=== Text shown ===
— begin —

WE THE UNDERSIGNED, natural persons of the age of twenty-one (21) years or
more, acting as incorporators of the corporation pursuant the General
Corporation Law of Nevada, adopt the following Articles of Incorporation for
this corporation:

                            ARTICLE I
                               Name

The name of the corporation is Mega International Health Corporation.


                            ARTICLE II
                   Registered Office and Agent

The name of the registered agent of the Corporation is Gateway Enterprises.

     The street address of the registered office of the Corporation in the
State of Nevada is 3230 East  Flamingo Road Suite #156, Las Vegas, NV 89121.


                           ARTICLE III
                         Mailing Address

     The mailing address of the Corporation is  3672 East Cove Point Drive,
Salt Lake City, UT  84109.

                            ARTICLE IV
                             Duration

     This Corporation shall exist perpetually.


                            ARTICLE V
                             Purpose

 The purpose or purposes of the Corporation are:

     (1)  To conduct any lawful business, to exercise any lawful purpose and
power, and to engage in any lawful act or activity for which corporations may
be organized under the General Corporation Laws of Nevada; and

     (2)  In general, to possess and exercise all the powers and privileges
granted by the General Corporation Law of Nevada or any other law of Nevada or
by this Certificate of Incorporation together

<PAGE>

with any power incidental thereto, so far as such powers and privileges are
necessary or convenient to the conduct, promotion or attainment of the
business or purposes of the Corporation.

                            ARTICLE VI
                          Capital Stock

     The maximum number of shares of capital stock which this Corporation
shall have authority to issue is Sixty Million (60,000,000), Consisting of
Fifty Million (50,000,000) shares of  Common Stock, $.001 par value, and Ten
Million (10,000,000) shares of Preferred Stock at $.001 par value.  The
preferences, qualifications, limitations, restrictions and the special or
relative rights in respect of the shares of each class are as follows:

SECTION 1. Preferred Stock.

     The Preferred Stock may be issued from time to time in one or more
series.  All shares of Preferred Stock shall be of equal rank and shall be
identical, except in respect of the matters that may be fixed and determined
by the Board of Directors as hereinafter provided, and each share of each
series shall be identical with all other shares of such series, except as to
the date from which dividends are cumulative.  The Board of Directors hereby
is authorized to cause such shares to be issued in one or more classes or
series and with respect to each such class or series to fix and determine the
designation, powers, preferences and rights of the shares of each such series
and the qualifications, limitations or restrictions thereof.

— end —

=== Data extract ===
— begin —

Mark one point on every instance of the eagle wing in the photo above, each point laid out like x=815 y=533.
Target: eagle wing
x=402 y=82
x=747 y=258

— end —

=== Work to complete ===
[a] From the articles of incorporation shown above the lines, return the passage from "The maximum number" up to and including "1. Preferred Stock.".
[b] According to the articles of incorporation above the lines, who is the registered agent of the corporation?
[c] Write what comes next in the articles of incorporation, picking up after the final sentence shown above the lines.

=== Responses per task ===
[a]
The maximum number of shares of capital stock which this Corporation
shall have authority to issue is Sixty Million (60,000,000), Consisting of
Fifty Million (50,000,000) shares of  Common Stock, $.001 par value, and Ten
Million (10,000,000) shares of Preferred Stock at $.001 par value.  The
preferences, qualifications, limitations, restrictions and the special or
relative rights in respect of the shares of each class are as follows:

SECTION 1. Preferred Stock.

[b] Gateway Enterprises

[c]
     The authority of the Board of Directors with respect to each series shall
include, but not be limited to, determination of the following:

     (1)  the number of shares constituting a series, the distinctive
designation of a series and the stated value of a series, if different from
the par value;

     (2)  whether the shares or a series are entitled to any  fixed or
determinable dividends, the dividend rate (if any) on such shares, whether the
dividends are cumulative and the relative rights or priority of dividends on
shares of that series;

     (3) whether a series has voting rights in addition to the voting rights
provided by law and the terms  and conditions of such voting rights;

     (4)  whether a series will have or receive conversion or exchange
privileges and the terms and conditions of such conversion or exchange
privileges;

     (5) whether the shares of a series are redeemable and the terms and
conditions of such redemption, including the manner of selecting shares for
redemption if less than all shares are to he redeemed, the date or dates on or
after which the shares in the series will be redeemable and the amount payable
in case of redemption;

     (6) whether a series will have a sinking fund for the redemption or
purchase of the shares in the series and the terms and the amount of such
sinking fund;

                                2
<PAGE>

     (7)  the right of a series to the benefit of conditions and restrictions
on the creation of indebtedness of the Corporation or any subsidiary, on the
issuance of any additional capital stock (including additional shares of such
series or any other series), on the payment of dividends or the making of
other distributions on any outstanding stock of the Corporation and the
purchase, redemption or other acquisition by the Corporation, or any
subsidiary, of any outstanding stock of the Corporation;

     (8)  the rights of a series in the event of voluntary or involuntary
liquidation, dissolution or winding up of the Corporation and the relative
rights of priority of payment of a series; and

     (9) any other relative, participating, optional or other special rights,
qualifications, limitations or restrictions of such series.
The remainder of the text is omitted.